Problems to solve
1 – Answer each question using facts stated in the essay about going to concerts in Atlanta.
(a) To which city did the couple move after the wife graduated?
(b) What does BMR stand for?
(c) Which song did St. Paul play to close out a show?
2 – Write the next part of the essay about going to concerts in Atlanta, continuing from its last sentence.

I’d say my musical leaning during my high school and college years consisted of whatever was on the radio or a cover band at a party. I did see the occasional live act: Vanilla Ice, Sister Hazel, Afroman a few times. Even after I graduated and moved back to Birmingham I didn’t seek out new music. I was in my Led Zeppelin phase any way and no one could compare.
Then I met my wife and everything changed.
She listens to a lot of different stuff or at least different to me. I think her iPod playlists had music from more than just 1960/70’s Rock and mid 90-00’s Alternative. She listened to bands I had never heard of, styles I didn’t normally listen too, and lots and lots of show tunes. We still weren’t going to many, if any, live acts, but we were talking more about music and I was definitely listening to new stuff.
Then she graduated and we moved to Atlanta.
There is no shortage of things to do in Atlanta. Between the pro/college sporting events, beer festivals, hiking trails, and concerts, we had to pick between a few things we wanted to do since we couldn’t afford them all. We almost always picked concerts. We were seeing bands in venues of all shapes and sizes. We began going to some of the festivals in Atlanta too, something Birmingham lacked once City Stages disappeared.
We never forgot about Birmingham though, especially my wife. She has listened to BMR, Birmingham Mountain Radio, since it’s inception. I finally figured out where she heard all the new music. It was like a secret music club that she let me into. So we listened online to BMR at work, at home, on the road, and then on the radio when we would visit Birmingham again. It got to the point where it was either NPR or BMR in Atlanta for us.
As we continued to enjoy BMR, that’s when concert attendance really took off. We realized how many smaller bands were coming to Atlanta and playing at intimate venues. We had mostly seen shows at large amphitheaters, not standing room only type spaces. As we developed a greater awareness for the lesser known bands, our venue size decreased and out concert enjoyment increased. The confetti cannon at OKGO might be the highlight of my wife’s life. Hearing St. Paul play Tom Waits’ “Make it Rain” to close out a show might be the highlight of mine. I’d bet the crowd that night peaked at 20. We were really loving the music scene in Atlanta.
Then we realized some of these acts didn’t stop in Atlanta at all. For some reason, some bands skipped Atlanta altogether. Instead, they would play a show in Birmingham and then bypass Atlanta for Ashville or Nashville or another ‘ville. We couldn’t believe a band would willfully skip Atlanta, but they did.

Extracted records
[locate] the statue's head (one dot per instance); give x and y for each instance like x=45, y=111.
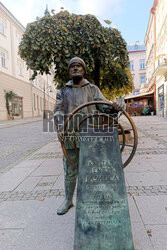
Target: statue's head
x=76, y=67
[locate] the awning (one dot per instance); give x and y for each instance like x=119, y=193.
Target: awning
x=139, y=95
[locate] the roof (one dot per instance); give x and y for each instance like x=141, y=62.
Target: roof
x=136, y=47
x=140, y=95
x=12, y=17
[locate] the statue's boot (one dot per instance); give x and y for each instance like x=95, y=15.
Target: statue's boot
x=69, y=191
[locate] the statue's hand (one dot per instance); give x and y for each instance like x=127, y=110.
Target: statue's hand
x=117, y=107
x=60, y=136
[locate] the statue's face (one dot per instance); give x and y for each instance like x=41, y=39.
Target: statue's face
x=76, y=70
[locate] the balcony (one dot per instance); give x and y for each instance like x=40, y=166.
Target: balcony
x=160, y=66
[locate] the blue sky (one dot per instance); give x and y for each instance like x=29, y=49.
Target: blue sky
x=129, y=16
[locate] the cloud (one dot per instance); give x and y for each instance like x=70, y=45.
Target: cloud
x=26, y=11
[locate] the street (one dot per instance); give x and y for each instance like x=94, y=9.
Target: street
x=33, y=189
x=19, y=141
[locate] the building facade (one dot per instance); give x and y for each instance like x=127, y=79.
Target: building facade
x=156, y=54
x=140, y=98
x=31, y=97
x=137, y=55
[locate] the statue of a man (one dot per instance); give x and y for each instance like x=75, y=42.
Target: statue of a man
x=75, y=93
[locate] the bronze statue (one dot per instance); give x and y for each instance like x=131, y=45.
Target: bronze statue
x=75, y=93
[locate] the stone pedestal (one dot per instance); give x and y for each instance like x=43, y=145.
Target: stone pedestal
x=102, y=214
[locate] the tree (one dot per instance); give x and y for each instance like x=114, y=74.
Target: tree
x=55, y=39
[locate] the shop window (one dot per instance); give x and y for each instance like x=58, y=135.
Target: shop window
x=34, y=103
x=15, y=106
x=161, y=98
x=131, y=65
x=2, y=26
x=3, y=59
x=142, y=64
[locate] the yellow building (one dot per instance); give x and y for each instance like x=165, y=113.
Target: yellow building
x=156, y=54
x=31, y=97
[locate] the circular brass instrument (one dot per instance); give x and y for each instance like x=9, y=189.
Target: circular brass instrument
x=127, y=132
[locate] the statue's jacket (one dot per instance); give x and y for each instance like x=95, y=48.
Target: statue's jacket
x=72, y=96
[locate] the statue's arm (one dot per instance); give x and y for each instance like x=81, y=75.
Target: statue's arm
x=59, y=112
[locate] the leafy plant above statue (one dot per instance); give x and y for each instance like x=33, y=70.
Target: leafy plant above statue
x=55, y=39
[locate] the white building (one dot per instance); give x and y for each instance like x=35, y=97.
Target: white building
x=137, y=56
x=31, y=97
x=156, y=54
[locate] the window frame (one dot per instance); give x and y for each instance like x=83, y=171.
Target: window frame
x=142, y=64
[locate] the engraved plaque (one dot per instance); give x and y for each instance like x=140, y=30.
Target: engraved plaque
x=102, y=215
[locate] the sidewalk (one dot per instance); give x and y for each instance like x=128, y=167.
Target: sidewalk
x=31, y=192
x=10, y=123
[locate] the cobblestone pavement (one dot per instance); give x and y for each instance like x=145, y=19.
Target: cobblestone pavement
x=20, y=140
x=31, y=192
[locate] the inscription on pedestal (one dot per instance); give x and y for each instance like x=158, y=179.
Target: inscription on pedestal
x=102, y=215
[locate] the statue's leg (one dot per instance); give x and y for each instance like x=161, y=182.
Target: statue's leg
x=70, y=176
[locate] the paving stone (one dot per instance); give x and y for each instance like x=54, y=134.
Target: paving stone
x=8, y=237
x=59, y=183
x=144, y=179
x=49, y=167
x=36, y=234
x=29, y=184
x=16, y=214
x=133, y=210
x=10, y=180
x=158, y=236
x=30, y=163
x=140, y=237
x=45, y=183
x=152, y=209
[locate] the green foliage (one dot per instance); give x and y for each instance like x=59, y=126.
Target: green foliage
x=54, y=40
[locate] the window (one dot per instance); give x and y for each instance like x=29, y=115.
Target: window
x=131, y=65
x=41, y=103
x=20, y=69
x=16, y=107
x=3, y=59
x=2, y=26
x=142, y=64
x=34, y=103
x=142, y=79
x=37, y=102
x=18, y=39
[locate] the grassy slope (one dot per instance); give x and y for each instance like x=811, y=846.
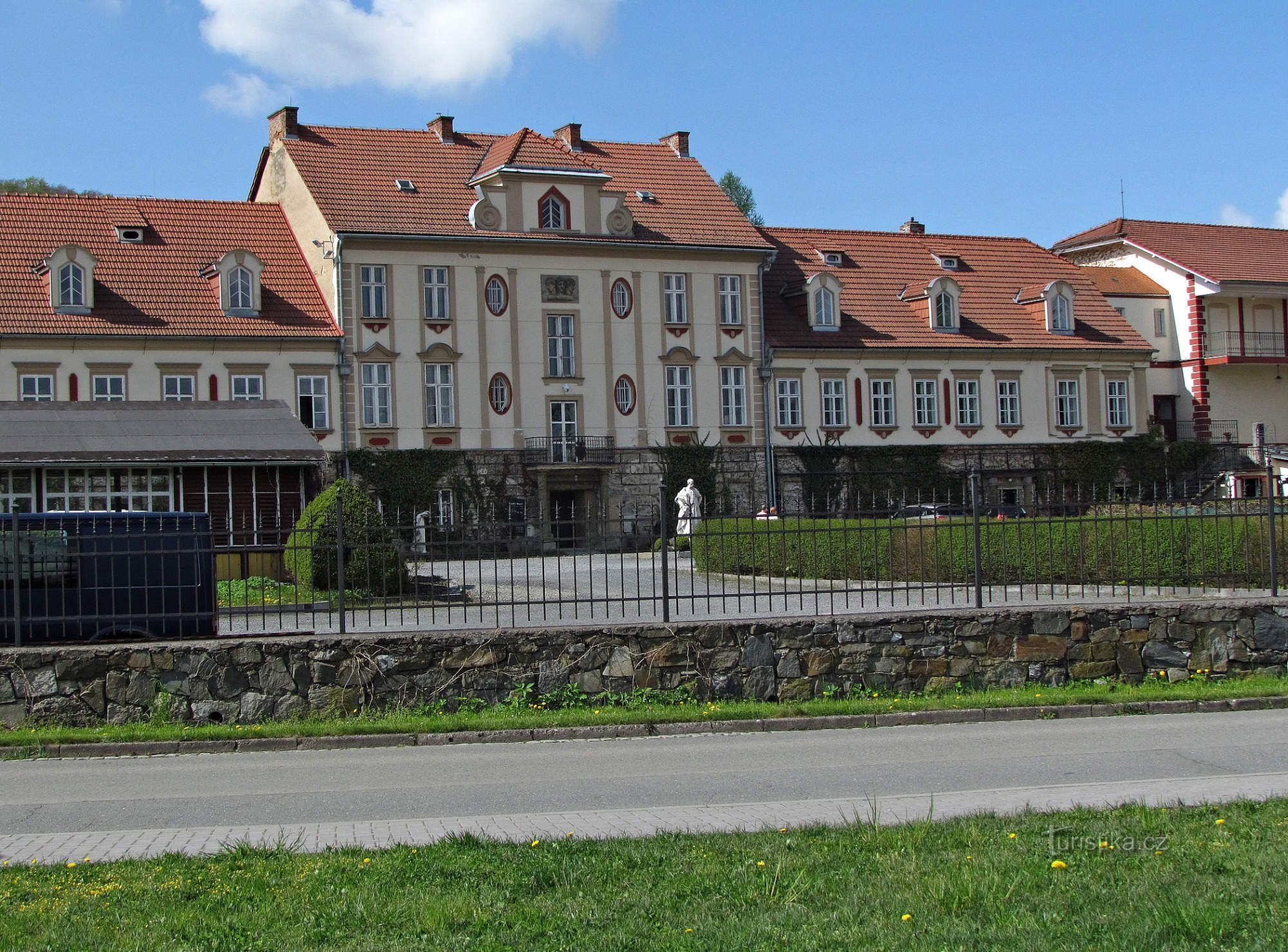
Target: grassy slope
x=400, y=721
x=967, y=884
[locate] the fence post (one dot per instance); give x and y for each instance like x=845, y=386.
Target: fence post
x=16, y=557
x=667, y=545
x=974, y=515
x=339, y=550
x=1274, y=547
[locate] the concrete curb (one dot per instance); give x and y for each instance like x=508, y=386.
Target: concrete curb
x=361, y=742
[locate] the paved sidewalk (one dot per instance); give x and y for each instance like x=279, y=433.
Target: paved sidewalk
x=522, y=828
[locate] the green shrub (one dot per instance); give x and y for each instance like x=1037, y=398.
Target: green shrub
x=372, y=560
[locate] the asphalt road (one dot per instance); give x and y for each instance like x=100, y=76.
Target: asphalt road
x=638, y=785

==

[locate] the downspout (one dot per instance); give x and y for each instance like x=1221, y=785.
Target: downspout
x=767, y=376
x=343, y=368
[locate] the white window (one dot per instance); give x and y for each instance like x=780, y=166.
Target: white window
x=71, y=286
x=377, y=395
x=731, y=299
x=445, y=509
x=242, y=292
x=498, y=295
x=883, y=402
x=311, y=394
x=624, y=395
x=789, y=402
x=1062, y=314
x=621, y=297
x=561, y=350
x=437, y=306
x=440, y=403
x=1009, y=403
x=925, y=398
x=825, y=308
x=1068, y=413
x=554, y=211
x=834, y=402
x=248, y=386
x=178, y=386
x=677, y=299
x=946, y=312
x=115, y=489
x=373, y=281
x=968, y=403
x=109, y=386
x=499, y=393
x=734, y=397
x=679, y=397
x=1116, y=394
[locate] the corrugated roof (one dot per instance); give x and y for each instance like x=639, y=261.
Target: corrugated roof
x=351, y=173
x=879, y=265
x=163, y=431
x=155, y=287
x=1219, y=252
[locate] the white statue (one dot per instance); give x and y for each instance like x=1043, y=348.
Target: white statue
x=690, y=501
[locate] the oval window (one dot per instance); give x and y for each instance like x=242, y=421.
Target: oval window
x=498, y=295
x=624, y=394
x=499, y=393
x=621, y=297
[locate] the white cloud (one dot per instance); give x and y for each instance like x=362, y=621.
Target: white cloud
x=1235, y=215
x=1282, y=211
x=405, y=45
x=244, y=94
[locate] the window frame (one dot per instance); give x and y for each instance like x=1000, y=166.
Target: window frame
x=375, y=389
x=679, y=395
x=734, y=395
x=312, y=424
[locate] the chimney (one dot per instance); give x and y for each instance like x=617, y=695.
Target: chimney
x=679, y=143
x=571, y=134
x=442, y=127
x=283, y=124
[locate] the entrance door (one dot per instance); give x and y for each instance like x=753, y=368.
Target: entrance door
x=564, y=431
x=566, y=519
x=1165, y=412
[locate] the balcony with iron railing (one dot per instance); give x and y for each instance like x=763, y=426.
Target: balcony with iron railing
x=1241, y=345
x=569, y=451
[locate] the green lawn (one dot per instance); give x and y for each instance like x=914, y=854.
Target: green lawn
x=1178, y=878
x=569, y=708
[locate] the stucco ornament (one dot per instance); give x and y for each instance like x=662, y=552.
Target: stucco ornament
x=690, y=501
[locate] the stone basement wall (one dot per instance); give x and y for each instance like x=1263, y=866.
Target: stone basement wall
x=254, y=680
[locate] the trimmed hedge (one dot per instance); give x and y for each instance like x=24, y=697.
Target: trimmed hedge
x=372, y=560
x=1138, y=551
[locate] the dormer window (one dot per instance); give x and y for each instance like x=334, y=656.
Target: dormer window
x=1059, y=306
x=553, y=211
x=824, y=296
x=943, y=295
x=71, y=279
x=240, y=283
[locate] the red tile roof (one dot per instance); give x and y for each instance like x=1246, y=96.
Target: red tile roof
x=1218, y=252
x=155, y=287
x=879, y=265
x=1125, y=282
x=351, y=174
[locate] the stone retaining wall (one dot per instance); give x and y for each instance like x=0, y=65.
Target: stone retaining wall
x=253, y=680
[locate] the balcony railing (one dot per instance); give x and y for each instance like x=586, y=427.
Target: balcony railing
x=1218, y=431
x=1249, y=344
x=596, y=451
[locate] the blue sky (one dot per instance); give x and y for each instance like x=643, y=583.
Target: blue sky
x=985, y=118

Outputs in order
1 –
(a) Atlanta
(b) Birmingham Mountain Radio
(c) Tom Waits' "Make it Rain"

2 –
Our only option was to start driving over to Birmingham to catch these shows. It’s a long drive back to Atlanta at 1 AM, but after hearing Dawes and Alabama Shakes rock Sloss, the drive feels a little shorter. We managed to catch Dispatch there too on a weeknight and then saw Houndmouth at Saturn on another weeknight before heading back to Atlanta to work the next day. It was always worth the drive, knowing we got to hear our new favorite bands. I suppose there was a little gloating from us too, since Atliens never seem to visit Birmingham, but Birmingham people often visit Atlanta.
When my wife and I moved back to Birmingham to start Red Clay Tours, one of the first things we did was catch a show and then another. It’s great to be back in a town that loves music and allows us the opportunity to see incredible acts in more cozy venues. We saw our first concert at the Alabama Theater and Iron City. The Birmingham of today does not lack for music venues. Maybe the Birmingham of 6-7 years ago didn’t either, but we just didn’t know.
We’ve got tickets to see Shakey Graves at Avondale soon, checking off yet another great music venue in the city. I think we might even pluck the courage to try Secret Stages, though I don’t know if I’m hip enough for that festival. This weekend will be our first time at Slossfest too. We can’t wait to see Nathaniel Rateliffe and of course the Shakes. Its been a couple of years since we’ve seen them, but they are amazing and from Alabama, which doesn’t hurt.
I think I’ve come along way since my first couple of concerts in Birmingham, Ludacris at City Stages and Hootie and the Blowfish at the Crawfish Boil. Ludacris is now an actor, Hootie is now a country music star, and both events are now long gone. Here’s hoping Slossfest and the the other music venue’s in town stick around for a while longer.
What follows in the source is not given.